SOURCE DOCUMENT —
---------------

Edith Stein was born in 1891 into a devout Jewish family. In her teens she fell away from the Jewish faith that was so dear to her mother, and in fact she considered herself an atheist. It was only at age 30 that she converted to Catholicism. The years between the loss of her Jewish faith and her discovery of the Catholic faith were filled with the study of philosophy in the school of the great German philosopher Edmund Husserl. She even distinguished herself as a philosophical author and for a time worked closely with Husserl. She was in contact with many of the most important German philosophers of the early 20th century. Though her study of philosophy served to clear away many obstacles to faith, it was her encounter with St. Teresa of Avila that enabled her to break through to faith. While she was visiting a friend, she happened on the Autobiography of St. Teresa. After spending an entire night reading it, she became a believer and was received into the Church soon after.

During the years after her conversion she became known all over Europe as a Catholic intellectual of stature. She particularly caught the attention of her contemporaries with her writings on the nature of woman. But while her reputation was growing, she was deepening her own inner life, which came to involve deep mystical prayer. She eventually discerned for herself a Carmelite vocation, and in 1933 she was received into a Carmel in Cologne, Germany. She chose the name, Teresa Benedicta a Cruce, which means "Teresa blessed by the Cross." It was a prophetic choice; if you look over her life and death, you have to say that she could hardly have chosen a more meaningful religious name.

1933 was the year Hitler came to power in Germany. Being Jewish by birth Edith Stein was in danger in Hitler's Germany. As the anti-Semitism became more violent in Germany, Edith Stein looked outside Germany for a place of refuge, and in 1938 she transferred to a Carmel in Holland. But at the same time the sense was growing in her that she had to take a part in the suffering of her Jewish brothers and sisters.

She began to feel a certain kinship with the great Old Testament woman, Esther. In the Book of Esther we read of a terrible threat to the Jews then dispersed throughout the Persian Empire. A highly placed Persian official named Haman had a venomous hatred for the Jews and persuaded the Persian king, Xerxes, to have them exterminated. Esther was a young Jewish woman who had found favor with the king and had become his queen. She pleaded for her people with the king who, in response to her plea, had Haman destroyed and acted to undo the harm to the Jews that had been plotted by him. Sr. Benedicta a Cruce wrote in a letter: "I am confident that the Lord has taken my life for all Jews. I always have to think of Queen Esther who was taken away from her people for the express purpose of standing before the king for her people. I am the very poor, weak, and small Esther." Needless to say, it was for the conversion of the Jewish people to Christ that Edith Stein prayed before the King.

---------------

WHAT TO WORK ON —
1. Duplicate the passage on Edith Stein from "During the years" up to and including "meaningful religious name.".
2. Present only the records from the line with "query (the noun phrase to segment): **small" up to and including the line with "POLYGON ((84 300, 84" as a two-column CSV with the columns request and answer. Give one row per request, put each value in a single quoted field, and turn line breaks into spaces.

Rows from a segmentation dataset
---------------

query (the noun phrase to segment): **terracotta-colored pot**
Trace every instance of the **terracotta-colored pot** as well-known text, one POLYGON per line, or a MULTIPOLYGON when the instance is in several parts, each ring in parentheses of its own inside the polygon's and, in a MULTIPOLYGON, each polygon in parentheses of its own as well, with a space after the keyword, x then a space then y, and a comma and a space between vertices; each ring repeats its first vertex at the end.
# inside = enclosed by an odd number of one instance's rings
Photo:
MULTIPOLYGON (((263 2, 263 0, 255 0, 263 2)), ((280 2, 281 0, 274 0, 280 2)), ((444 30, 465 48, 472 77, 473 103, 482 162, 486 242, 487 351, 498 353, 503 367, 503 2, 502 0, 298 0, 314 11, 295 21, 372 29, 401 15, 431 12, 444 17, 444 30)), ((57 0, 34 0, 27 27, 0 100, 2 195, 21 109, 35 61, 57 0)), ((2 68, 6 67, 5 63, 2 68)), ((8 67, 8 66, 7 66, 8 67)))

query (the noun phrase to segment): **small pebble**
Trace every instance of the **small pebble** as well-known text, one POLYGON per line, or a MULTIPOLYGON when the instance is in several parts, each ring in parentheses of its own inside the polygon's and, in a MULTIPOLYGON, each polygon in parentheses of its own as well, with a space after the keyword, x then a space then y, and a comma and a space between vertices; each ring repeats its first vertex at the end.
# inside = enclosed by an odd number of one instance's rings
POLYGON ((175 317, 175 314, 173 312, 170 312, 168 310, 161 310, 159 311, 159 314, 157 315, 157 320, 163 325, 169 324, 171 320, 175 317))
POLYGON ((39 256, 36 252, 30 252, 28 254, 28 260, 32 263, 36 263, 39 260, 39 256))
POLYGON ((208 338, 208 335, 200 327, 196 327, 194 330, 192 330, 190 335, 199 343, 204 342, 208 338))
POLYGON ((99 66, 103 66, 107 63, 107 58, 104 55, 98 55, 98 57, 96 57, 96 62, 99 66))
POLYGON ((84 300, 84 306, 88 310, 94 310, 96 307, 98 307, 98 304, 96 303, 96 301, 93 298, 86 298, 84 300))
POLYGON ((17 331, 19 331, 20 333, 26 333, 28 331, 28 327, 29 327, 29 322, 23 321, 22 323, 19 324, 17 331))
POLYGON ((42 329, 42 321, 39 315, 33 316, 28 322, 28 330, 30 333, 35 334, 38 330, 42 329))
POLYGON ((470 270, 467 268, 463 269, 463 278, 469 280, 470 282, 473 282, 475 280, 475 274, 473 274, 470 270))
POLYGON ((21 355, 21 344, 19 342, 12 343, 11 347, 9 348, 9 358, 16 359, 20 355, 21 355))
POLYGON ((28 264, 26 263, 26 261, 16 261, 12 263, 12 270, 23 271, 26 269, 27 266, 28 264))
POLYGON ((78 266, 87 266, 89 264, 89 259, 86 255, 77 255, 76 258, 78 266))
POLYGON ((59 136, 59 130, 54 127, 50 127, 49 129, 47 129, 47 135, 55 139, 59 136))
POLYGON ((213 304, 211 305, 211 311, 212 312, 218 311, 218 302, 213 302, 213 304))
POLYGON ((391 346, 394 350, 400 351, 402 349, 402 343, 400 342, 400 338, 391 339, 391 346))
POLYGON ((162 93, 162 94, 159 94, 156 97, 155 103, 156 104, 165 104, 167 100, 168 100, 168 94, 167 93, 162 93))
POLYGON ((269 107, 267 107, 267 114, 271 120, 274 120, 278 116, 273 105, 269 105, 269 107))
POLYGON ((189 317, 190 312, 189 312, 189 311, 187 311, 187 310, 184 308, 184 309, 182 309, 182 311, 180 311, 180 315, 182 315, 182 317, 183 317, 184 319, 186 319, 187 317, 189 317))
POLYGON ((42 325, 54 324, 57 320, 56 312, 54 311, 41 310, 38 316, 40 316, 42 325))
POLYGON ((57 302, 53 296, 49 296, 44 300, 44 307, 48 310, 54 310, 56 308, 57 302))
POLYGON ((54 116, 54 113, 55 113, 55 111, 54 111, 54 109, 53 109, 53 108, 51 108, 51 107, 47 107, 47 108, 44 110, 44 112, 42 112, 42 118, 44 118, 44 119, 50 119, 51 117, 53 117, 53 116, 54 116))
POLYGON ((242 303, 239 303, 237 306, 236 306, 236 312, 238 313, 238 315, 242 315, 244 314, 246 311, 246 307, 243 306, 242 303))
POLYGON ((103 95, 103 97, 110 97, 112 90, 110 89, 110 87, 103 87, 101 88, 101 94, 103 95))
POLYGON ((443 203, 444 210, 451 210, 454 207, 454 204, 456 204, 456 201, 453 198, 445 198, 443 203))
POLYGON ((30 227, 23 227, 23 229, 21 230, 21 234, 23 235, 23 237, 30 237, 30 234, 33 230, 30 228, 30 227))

---------------

RESULTS FOR THE EXERCISE —
1.
During the years after her conversion she became known all over Europe as a Catholic intellectual of stature. She particularly caught the attention of her contemporaries with her writings on the nature of woman. But while her reputation was growing, she was deepening her own inner life, which came to involve deep mystical prayer. She eventually discerned for herself a Carmelite vocation, and in 1933 she was received into a Carmel in Cologne, Germany. She chose the name, Teresa Benedicta a Cruce, which means "Teresa blessed by the Cross." It was a prophetic choice; if you look over her life and death, you have to say that she could hardly have chosen a more meaningful religious name.

2.
request,answer
"query (the noun phrase to segment): **small pebble** Trace every instance of the **small pebble** as well-known text, one POLYGON per line, or a MULTIPOLYGON when the instance is in several parts, each ring in parentheses of its own inside the polygon's and, in a MULTIPOLYGON, each polygon in parentheses of its own as well, with a space after the keyword, x then a space then y, and a comma and a space between vertices; each ring repeats its first vertex at the end. # inside = enclosed by an odd number of one instance's rings","POLYGON ((175 317, 175 314, 173 312, 170 312, 168 310, 161 310, 159 311, 159 314, 157 315, 157 320, 163 325, 169 324, 171 320, 175 317)) POLYGON ((39 256, 36 252, 30 252, 28 254, 28 260, 32 263, 36 263, 39 260, 39 256)) POLYGON ((208 338, 208 335, 200 327, 196 327, 194 330, 192 330, 190 335, 199 343, 204 342, 208 338)) POLYGON ((99 66, 103 66, 107 63, 107 58, 104 55, 98 55, 98 57, 96 57, 96 62, 99 66)) POLYGON ((84 300, 84 306, 88 310, 94 310, 96 307, 98 307, 98 304, 96 303, 96 301, 93 298, 86 298, 84 300))"